[START Excerpt provided]
Ice cream, my dear readers. I know that is what you’re looking for and what I’ve promised. Yesterday our first stop was La Tour Eiffel and I tried Patiche et Citron (Pistachio and Lemon) from a little market on wheels. Sweet, sweet. I may not be able to top that one.
And for our first full day in Paris, it is the Louvre, of course. We must see if Mona Lisa is still smiling and whether “The Wedding at Cana” is still covering the whole wall at the other end of the room and, for the most part, being overlooked. This time we are not astonished by how small the smiling lady is in the grand room. Always before our first visit there in 1981 I had imagined this wonder by Michelangelo to be big, really big. The proportion of painting to wall seems as skewed as my stairwell looked when I only had one family photograph hanging there. What is surprising on this day is that the standing spaces before the woman and the wedding seem equally crowded. It is the day before Bastille Day, so Paris is packed.
We met up with Claire, Nicholas’s friend, at the ticket agency within the metro just outside the door of the Louvre. Claire’s home is in Canada but her mother is working in Hong Kong and her family will soon move there. She and Nicholas met in an architecture summer class at Cornell last summer. The student hostel where she was staying became so rowdy as groups of students came and went that she decided to move into a hotel. Unwittingly, she ended up in the red light district near Montmartre. But she is an amazing girl. She plans simply to “embrace the situation.” I haven’t seen someone with that attitude since my college days. An original flower child, L.L., used to sneak out of Hayden Harris to smoke pot and read poetry on the quadrangle pre-dawn—or so I heard. I was on the goodytwoshoes Judiciary Committee that heard the accusations.
[END Excerpt provided]
◆ Task instructions:
A: In the Paris travel account, what ice cream flavor did the writer try near La Tour Eiffel?
B: Carry the Paris travel account forward from its final sentence, keeping the same first-person voice.
[START Recorded information]
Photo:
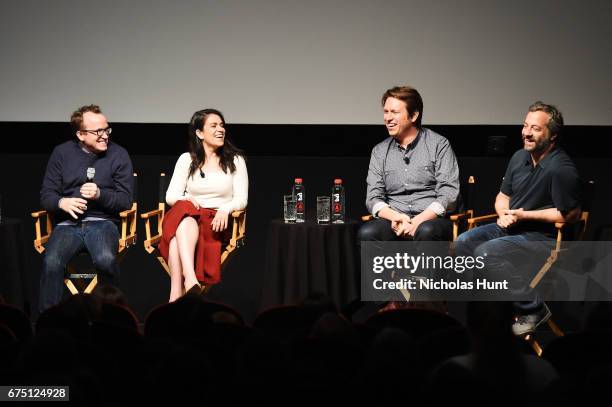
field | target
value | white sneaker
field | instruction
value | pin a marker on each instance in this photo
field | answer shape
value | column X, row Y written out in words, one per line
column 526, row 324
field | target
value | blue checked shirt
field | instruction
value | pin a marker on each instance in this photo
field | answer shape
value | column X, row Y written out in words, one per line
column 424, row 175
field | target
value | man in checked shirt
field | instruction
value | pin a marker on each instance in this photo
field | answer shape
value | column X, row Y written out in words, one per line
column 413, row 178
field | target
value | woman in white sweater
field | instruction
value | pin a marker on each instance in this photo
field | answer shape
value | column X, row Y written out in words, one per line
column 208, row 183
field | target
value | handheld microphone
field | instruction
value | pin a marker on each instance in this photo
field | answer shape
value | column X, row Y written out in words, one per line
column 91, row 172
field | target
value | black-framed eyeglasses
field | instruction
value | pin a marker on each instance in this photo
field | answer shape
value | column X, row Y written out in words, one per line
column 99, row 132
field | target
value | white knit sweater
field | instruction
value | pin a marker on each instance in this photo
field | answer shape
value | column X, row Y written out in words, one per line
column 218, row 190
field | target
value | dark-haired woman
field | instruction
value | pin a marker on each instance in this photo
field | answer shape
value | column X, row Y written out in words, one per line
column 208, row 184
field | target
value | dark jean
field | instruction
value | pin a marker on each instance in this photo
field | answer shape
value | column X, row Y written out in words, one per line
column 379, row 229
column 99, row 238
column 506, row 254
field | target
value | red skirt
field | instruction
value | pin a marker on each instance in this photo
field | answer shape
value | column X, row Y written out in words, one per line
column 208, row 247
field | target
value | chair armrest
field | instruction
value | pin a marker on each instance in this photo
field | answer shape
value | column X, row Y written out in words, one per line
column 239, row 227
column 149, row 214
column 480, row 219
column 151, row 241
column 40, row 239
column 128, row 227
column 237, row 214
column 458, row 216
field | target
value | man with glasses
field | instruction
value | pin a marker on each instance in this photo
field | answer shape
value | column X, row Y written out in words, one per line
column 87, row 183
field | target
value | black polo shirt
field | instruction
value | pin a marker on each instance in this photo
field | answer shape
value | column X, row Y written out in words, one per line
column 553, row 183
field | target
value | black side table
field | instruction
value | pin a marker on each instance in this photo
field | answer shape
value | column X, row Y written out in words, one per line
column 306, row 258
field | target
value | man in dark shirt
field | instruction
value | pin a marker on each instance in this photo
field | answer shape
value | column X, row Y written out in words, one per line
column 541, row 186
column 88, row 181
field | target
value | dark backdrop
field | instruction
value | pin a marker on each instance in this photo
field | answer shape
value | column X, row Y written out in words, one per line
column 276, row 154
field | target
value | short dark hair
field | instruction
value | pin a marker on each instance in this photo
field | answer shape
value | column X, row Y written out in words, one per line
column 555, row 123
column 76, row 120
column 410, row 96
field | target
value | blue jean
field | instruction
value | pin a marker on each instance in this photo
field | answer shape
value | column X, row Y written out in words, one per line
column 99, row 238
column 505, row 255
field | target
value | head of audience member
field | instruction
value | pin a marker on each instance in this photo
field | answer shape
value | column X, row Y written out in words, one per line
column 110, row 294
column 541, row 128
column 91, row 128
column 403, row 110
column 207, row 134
[END Recorded information]
[START Recorded information]
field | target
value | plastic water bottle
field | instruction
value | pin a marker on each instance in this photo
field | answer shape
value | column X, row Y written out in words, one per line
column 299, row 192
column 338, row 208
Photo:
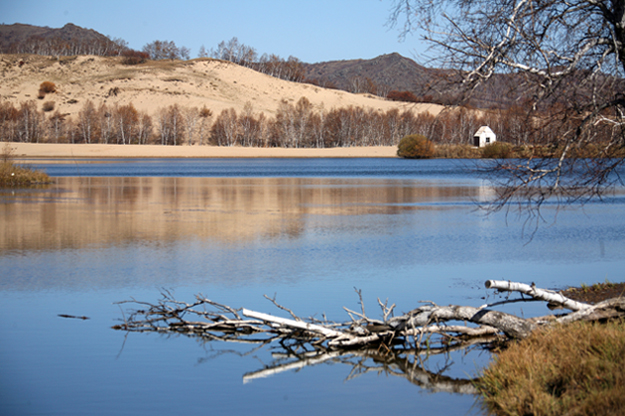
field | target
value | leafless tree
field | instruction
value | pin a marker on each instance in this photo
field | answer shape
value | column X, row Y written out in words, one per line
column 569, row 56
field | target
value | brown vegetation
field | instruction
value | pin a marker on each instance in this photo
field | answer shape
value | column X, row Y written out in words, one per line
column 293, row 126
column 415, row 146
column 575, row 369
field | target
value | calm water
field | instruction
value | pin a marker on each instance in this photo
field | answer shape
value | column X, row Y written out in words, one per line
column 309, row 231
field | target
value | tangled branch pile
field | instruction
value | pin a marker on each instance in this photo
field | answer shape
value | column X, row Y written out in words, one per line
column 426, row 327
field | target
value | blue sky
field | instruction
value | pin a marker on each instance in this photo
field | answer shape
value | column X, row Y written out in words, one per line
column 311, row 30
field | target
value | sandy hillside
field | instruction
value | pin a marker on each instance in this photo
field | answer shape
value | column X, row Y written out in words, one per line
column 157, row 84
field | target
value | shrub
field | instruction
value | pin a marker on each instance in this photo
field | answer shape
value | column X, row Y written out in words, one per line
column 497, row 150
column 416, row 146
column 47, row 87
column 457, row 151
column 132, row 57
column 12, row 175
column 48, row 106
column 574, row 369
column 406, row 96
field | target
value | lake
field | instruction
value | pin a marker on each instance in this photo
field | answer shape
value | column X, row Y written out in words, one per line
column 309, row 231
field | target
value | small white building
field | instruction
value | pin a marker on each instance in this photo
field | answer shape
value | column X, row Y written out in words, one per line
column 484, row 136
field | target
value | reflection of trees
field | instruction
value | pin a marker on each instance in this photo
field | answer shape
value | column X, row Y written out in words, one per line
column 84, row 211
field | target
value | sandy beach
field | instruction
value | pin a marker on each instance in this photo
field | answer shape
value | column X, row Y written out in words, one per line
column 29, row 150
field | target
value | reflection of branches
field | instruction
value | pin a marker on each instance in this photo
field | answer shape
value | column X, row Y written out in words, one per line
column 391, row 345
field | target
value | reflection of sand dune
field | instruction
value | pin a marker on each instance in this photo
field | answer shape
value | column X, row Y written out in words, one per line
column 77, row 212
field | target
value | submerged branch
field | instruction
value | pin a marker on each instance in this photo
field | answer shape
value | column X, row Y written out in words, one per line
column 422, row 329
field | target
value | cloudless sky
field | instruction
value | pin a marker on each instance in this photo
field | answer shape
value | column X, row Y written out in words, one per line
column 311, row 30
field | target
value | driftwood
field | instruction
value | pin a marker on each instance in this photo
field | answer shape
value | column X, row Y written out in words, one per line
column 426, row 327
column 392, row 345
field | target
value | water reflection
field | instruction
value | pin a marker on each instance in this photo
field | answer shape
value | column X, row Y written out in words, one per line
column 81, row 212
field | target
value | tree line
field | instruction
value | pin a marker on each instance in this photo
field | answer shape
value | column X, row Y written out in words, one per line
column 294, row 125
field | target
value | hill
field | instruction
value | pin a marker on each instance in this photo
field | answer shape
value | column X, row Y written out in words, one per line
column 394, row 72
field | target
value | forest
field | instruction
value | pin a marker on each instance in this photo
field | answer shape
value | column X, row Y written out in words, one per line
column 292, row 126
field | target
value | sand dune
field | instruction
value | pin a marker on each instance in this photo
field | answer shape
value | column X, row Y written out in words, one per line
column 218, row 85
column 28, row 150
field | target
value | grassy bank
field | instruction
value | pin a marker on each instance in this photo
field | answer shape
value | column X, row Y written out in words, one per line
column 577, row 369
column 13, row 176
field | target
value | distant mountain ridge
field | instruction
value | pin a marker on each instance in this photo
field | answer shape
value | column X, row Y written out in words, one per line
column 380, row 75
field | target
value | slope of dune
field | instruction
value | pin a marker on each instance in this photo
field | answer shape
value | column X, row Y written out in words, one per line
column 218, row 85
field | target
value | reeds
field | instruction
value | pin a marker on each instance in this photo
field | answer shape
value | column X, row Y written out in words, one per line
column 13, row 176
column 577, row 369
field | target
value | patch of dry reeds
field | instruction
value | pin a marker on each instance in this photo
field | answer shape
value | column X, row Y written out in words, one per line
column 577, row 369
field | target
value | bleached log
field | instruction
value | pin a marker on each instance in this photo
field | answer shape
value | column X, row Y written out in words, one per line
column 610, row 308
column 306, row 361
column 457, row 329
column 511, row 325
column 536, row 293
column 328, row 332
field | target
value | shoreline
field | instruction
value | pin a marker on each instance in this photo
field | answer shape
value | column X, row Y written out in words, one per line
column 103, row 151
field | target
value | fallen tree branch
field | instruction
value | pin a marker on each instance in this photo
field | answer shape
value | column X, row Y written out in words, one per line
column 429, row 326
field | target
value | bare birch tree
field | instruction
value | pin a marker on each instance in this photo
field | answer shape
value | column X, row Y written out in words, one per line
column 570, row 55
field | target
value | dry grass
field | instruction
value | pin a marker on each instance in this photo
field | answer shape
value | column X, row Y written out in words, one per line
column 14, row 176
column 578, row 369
[END Recorded information]
◆ Task-by-task outputs:
A: Patiche et Citron (Pistachio and Lemon).

B:
Our group of five arrived early at the Louvre but the waiting lines had already serpentined around the foyer several times. By the time we were ready to enter, Nicholas couldn’t find his ticket. Luckily, a well-dressed man in a suit (who spoke no English or French, it seemed) had found it after, Nicholas surmised, he had pulled it from his back pocket along with his cell phone. Some situations require only hand signals. Before the visit ended, Claire had totally lost her ticket. But she and Nicholas, future architects, both had good excuses. They were preoccupied with what they would do to best use their time inside. Nicholas planned to record his impressions with his cell phone, and Claire carried a sizeable sketch pad and several colored pencils. Juggling equipment can be a bit of problem.
In 2006 when we first brought Nicholas, cameras were still frowned upon. You dared not leave your flash on by mistake. We saw flashes going off rather frequently in the large crowds and no sign of irate docents. A buzzer would go off if you leaned a little too far over into the roped-off area of a painting. It happened to me once this time when I was photographing the info about Roselli’s “Le Triompe de David.” If I had seen this wonderful depiction before of David in his dress holding the giant’s head by his hair, and the persons around David holding musical instruments (cymbal, flute, lute, triangle—that’s my best guess at what they were), I couldn’t remember it. I was so taken with the painting that my daughter Teresa had to point out to me that I had triggered a buzzer.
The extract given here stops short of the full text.